• **Reading passage**

BEGIN

Your job as the instructor in this digital age is not to know it all, but rather to help your students critically decipher what knowledge is best to be utilized via the internet. Digital literacy should be the bedrock of every online course and allowing for exploration will help you the instructor navigate this new normal with your students. One of the courses I help designed included a scavenger hunt at the beginning of the semester to allow students to get acquainted with the interface, but it also allowed them to understand the policies and expectations that the instructor had for the course.
The highest level of learning according to Bloom’s Taxonomy is the ability for learners to create. Instead of thinking that the end of a course needs a final exam, we should seek instead to allow opportunities for learners to create something new with the knowledge that was given. Having creation in mind could help you design a course with all assignments culminating in the final project. What would you want your learners to be able to do at the end of the course? Surely the answer shouldn’t be to ace an exam and it is important to spend some time thinking about what the course accomplishes.
I’ve been fortunate to collaborate on many types, of online courses, both within corporate and higher education settings and the best part is always discussing what the end goals should be. The only reason we learn is so that we can DO. The “DO” is the most important part of the equation and you can get creative on accomplishing this in the digital classroom. Many jobs are now working digitally and provide perfect examples of potential deliverables that work for many different subjects. Whether this includes a webinar, team report, simulations, and even a shared living status report could all be great examples of “Create”. One of the most interesting deliverables I’ve been a part of included students giving a virtual tour of their favorite East Asian location, where they had to point out unique historical facts and talk as if they were there. Note: this was a completely online course, where none of the students went to East Asia.
Online learning does not suck, but bad learning design does! When students are complaining about the online learning experience they are complaining about the lack of opportunities within the areas mentioned above. UX/UI design has become a staple of new technology and some of these principles are important to remember when we create our online courses. Instructors and Instructional Designers need to place themselves in the perspective of the students. More time needs to be spent focusing on how you can get learners doing and less time reading/listening.
Digital learning can meet the demands of today’s students, but only if it is created with best practices in mind. Unfortunately, COVID-19 is not going anywhere and the move to online will continue to be under a microscope. Institutions must be prepared for this next round of digital learning. Everything about our current situation screams that the old way of doing things is no longer sufficient and we must continue to innovate in all facets to help prepare learners for what is and what will be.

END

• **Exercise description**
Copy out the entire passage on online course design above, word for word.

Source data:
BEGIN

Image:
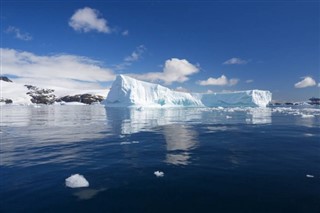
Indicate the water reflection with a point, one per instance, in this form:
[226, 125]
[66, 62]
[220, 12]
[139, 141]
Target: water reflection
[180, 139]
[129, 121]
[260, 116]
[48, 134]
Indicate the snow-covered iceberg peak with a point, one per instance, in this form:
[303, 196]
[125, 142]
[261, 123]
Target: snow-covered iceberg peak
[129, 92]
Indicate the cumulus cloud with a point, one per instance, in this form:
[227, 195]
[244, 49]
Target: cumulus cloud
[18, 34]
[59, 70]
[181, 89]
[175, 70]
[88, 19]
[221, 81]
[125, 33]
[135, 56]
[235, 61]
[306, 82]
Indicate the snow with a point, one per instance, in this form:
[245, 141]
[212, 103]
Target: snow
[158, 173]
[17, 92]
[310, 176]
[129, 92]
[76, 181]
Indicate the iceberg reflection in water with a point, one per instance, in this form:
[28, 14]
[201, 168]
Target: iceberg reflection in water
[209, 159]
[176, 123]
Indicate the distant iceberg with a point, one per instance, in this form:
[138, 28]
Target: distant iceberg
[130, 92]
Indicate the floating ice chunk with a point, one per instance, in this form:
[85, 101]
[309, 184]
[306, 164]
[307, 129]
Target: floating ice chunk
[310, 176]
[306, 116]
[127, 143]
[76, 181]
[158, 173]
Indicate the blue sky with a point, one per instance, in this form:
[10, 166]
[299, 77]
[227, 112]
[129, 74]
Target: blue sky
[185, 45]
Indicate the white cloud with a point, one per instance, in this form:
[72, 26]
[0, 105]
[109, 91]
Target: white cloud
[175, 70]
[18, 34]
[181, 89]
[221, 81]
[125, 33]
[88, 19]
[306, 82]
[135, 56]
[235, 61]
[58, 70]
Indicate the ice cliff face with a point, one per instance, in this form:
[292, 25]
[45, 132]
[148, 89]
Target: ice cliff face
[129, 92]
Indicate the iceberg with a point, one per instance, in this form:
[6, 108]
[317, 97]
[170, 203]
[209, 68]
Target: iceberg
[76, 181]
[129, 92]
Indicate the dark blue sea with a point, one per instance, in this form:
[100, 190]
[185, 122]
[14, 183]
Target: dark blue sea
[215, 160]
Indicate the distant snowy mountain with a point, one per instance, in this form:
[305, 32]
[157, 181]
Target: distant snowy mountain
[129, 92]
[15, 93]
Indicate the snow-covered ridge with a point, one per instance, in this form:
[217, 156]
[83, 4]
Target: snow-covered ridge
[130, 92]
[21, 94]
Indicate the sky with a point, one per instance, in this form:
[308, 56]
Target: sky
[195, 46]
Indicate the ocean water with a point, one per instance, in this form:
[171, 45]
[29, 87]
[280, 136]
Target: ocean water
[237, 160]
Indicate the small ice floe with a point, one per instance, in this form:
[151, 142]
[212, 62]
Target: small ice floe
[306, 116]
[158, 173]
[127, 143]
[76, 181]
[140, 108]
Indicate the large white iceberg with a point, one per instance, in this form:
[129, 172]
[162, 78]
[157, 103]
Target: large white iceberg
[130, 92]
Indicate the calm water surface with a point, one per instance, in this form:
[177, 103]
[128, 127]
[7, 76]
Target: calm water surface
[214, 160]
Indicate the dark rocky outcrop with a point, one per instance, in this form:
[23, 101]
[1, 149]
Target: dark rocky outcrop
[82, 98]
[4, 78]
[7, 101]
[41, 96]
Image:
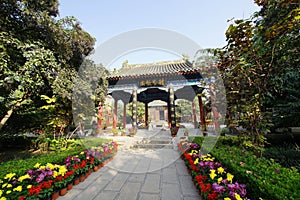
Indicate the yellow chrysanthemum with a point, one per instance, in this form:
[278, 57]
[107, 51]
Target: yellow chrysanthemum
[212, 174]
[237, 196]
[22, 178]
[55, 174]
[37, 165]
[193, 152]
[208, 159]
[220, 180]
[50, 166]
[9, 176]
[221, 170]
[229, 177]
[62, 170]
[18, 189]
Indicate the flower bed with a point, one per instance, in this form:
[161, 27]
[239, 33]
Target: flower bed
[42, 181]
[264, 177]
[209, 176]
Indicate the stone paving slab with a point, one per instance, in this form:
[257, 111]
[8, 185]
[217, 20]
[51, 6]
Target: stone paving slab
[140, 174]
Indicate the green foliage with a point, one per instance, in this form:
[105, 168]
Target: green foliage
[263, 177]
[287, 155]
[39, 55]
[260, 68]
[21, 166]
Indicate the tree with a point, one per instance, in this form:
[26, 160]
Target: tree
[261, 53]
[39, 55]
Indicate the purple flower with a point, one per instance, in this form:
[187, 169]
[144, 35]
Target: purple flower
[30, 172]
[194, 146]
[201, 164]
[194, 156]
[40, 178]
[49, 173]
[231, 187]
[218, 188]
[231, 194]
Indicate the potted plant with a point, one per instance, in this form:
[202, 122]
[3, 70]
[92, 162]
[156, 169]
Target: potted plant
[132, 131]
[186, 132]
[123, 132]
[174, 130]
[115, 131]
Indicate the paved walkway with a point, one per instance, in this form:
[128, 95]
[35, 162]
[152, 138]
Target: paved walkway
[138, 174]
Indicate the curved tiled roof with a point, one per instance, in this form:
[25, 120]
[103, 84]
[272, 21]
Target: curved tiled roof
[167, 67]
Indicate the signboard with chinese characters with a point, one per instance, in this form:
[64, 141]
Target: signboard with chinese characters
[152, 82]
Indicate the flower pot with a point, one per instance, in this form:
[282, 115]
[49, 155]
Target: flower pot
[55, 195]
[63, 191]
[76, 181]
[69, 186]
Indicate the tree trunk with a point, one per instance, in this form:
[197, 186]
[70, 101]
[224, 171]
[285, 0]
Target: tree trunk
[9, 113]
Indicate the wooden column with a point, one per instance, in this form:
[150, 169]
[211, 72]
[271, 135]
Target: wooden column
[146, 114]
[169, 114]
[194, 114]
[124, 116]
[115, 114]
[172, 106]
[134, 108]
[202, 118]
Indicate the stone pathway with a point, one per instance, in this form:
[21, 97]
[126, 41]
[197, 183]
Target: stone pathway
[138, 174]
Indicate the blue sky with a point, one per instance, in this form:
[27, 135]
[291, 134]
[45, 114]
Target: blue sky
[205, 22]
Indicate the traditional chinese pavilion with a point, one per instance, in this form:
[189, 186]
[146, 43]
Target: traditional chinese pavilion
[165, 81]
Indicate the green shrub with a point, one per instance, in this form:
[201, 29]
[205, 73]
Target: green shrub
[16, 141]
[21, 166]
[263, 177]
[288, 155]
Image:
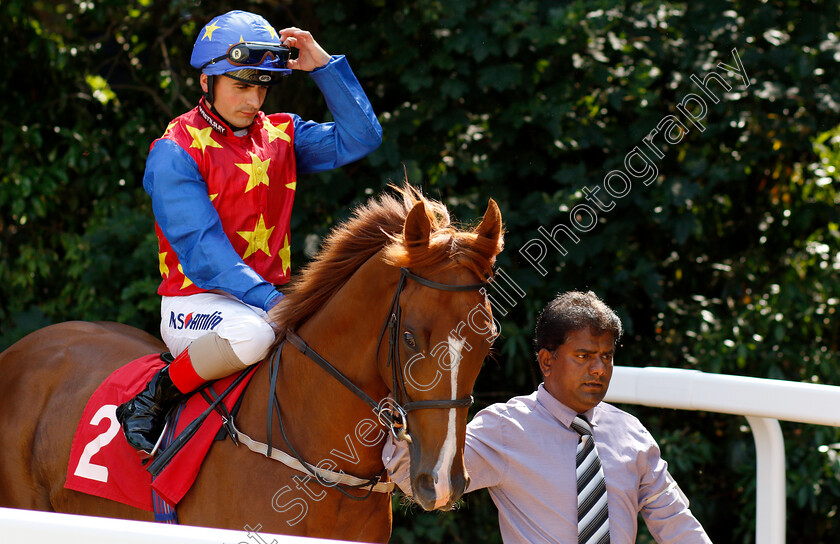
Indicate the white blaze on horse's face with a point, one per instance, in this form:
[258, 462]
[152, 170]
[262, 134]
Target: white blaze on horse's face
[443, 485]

END
BEGIN

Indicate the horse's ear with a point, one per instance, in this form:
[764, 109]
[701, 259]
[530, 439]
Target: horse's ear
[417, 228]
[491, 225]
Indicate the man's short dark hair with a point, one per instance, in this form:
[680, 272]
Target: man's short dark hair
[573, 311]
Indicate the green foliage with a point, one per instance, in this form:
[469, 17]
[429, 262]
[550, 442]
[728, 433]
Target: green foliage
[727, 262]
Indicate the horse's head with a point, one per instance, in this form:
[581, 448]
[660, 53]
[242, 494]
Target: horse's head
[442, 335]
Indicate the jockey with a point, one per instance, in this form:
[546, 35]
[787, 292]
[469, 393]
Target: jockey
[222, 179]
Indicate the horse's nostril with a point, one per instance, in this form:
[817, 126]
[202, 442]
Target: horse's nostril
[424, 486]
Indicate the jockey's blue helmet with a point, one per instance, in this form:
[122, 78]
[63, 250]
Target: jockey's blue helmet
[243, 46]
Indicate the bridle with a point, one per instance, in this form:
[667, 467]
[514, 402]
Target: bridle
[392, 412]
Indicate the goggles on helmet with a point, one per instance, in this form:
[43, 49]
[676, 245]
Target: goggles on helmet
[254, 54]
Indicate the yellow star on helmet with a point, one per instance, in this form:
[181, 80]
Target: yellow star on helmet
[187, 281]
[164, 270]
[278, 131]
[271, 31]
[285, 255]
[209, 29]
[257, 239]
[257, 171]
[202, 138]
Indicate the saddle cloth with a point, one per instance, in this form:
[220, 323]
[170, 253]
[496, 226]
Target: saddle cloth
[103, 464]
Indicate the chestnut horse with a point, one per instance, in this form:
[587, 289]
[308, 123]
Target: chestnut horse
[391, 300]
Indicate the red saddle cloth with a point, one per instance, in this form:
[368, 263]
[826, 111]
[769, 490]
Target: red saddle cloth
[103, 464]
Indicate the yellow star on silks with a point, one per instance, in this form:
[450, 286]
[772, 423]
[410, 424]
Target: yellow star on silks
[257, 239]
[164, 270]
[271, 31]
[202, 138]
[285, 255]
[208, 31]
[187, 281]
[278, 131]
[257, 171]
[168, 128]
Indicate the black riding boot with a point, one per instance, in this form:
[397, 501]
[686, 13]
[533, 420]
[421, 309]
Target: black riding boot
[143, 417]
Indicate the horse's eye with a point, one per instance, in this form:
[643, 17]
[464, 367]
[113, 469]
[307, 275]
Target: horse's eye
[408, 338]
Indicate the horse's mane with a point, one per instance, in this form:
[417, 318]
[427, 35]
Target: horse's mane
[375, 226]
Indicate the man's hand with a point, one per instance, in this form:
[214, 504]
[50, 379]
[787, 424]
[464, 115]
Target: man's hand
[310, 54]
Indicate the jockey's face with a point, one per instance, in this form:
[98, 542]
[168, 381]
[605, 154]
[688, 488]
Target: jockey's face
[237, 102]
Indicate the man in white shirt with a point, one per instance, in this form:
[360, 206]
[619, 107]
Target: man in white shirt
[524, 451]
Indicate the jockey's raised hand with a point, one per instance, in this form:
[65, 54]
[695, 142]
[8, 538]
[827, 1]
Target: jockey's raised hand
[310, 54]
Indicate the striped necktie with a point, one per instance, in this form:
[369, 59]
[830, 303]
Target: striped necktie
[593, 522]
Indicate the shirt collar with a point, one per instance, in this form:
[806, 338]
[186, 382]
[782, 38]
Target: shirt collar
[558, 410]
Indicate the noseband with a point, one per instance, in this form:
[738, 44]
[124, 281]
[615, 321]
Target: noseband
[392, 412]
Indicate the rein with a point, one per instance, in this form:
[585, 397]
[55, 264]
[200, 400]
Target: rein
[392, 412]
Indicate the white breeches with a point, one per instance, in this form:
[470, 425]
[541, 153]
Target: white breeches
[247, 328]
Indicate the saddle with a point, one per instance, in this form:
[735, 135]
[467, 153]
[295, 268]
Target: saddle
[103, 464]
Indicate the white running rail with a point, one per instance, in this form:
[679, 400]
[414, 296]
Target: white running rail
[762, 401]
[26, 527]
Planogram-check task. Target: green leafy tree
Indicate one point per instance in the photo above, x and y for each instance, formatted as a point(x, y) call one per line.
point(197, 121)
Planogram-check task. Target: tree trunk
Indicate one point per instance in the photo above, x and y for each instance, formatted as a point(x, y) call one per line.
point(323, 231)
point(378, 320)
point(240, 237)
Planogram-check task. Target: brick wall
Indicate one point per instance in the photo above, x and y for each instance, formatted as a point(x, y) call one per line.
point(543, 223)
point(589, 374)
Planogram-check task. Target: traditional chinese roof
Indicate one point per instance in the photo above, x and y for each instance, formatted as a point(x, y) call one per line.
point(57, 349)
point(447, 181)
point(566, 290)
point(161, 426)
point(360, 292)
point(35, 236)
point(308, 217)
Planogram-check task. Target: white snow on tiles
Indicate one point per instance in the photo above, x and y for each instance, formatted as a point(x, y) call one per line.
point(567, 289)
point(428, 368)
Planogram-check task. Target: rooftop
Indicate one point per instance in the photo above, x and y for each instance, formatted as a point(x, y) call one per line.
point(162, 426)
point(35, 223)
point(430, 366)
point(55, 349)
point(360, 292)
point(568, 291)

END

• **Completed task**
Your job as the instructor in this digital age is not to know it all, but rather to help your students critically decipher what knowledge is best to be utilized via the internet. Digital literacy should be the bedrock of every online course and allowing for exploration will help you the instructor navigate this new normal with your students. One of the courses I help designed included a scavenger hunt at the beginning of the semester to allow students to get acquainted with the interface, but it also allowed them to understand the policies and expectations that the instructor had for the course.
The highest level of learning according to Bloom’s Taxonomy is the ability for learners to create. Instead of thinking that the end of a course needs a final exam, we should seek instead to allow opportunities for learners to create something new with the knowledge that was given. Having creation in mind could help you design a course with all assignments culminating in the final project. What would you want your learners to be able to do at the end of the course? Surely the answer shouldn’t be to ace an exam and it is important to spend some time thinking about what the course accomplishes.
I’ve been fortunate to collaborate on many types, of online courses, both within corporate and higher education settings and the best part is always discussing what the end goals should be. The only reason we learn is so that we can DO. The “DO” is the most important part of the equation and you can get creative on accomplishing this in the digital classroom. Many jobs are now working digitally and provide perfect examples of potential deliverables that work for many different subjects. Whether this includes a webinar, team report, simulations, and even a shared living status report could all be great examples of “Create”. One of the most interesting deliverables I’ve been a part of included students giving a virtual tour of their favorite East Asian location, where they had to point out unique historical facts and talk as if they were there. Note: this was a completely online course, where none of the students went to East Asia.
Online learning does not suck, but bad learning design does! When students are complaining about the online learning experience they are complaining about the lack of opportunities within the areas mentioned above. UX/UI design has become a staple of new technology and some of these principles are important to remember when we create our online courses. Instructors and Instructional Designers need to place themselves in the perspective of the students. More time needs to be spent focusing on how you can get learners doing and less time reading/listening.
Digital learning can meet the demands of today’s students, but only if it is created with best practices in mind. Unfortunately, COVID-19 is not going anywhere and the move to online will continue to be under a microscope. Institutions must be prepared for this next round of digital learning. Everything about our current situation screams that the old way of doing things is no longer sufficient and we must continue to innovate in all facets to help prepare learners for what is and what will be.